Data drawn from a collection
══════════════════════════════

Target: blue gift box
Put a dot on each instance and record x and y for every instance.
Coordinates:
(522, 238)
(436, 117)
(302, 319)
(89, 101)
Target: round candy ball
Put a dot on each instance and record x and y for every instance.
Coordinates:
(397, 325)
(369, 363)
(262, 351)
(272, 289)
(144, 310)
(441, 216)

══════════════════════════════

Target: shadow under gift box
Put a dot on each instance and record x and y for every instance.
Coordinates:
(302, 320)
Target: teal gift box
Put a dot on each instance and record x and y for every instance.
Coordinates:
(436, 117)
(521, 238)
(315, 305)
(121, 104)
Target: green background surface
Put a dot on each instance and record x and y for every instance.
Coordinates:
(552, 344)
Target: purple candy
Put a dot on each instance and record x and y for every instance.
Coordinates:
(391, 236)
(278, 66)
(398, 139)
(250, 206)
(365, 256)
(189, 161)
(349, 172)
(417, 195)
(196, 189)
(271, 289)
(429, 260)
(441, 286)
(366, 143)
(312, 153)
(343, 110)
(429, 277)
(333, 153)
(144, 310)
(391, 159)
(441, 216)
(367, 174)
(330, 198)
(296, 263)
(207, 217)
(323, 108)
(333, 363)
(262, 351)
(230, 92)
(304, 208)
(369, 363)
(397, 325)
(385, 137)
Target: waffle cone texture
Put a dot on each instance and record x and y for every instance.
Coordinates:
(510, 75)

══════════════════════════════

● SET TASK: Pick out every line of the material above that contains the string "Target", matching case exactly.

● FINISHED TASK:
Target: blue gift box
Target: round candy ball
Target: shadow under gift box
Target: teal gift box
Target: green background surface
Target: purple candy
Target: waffle cone texture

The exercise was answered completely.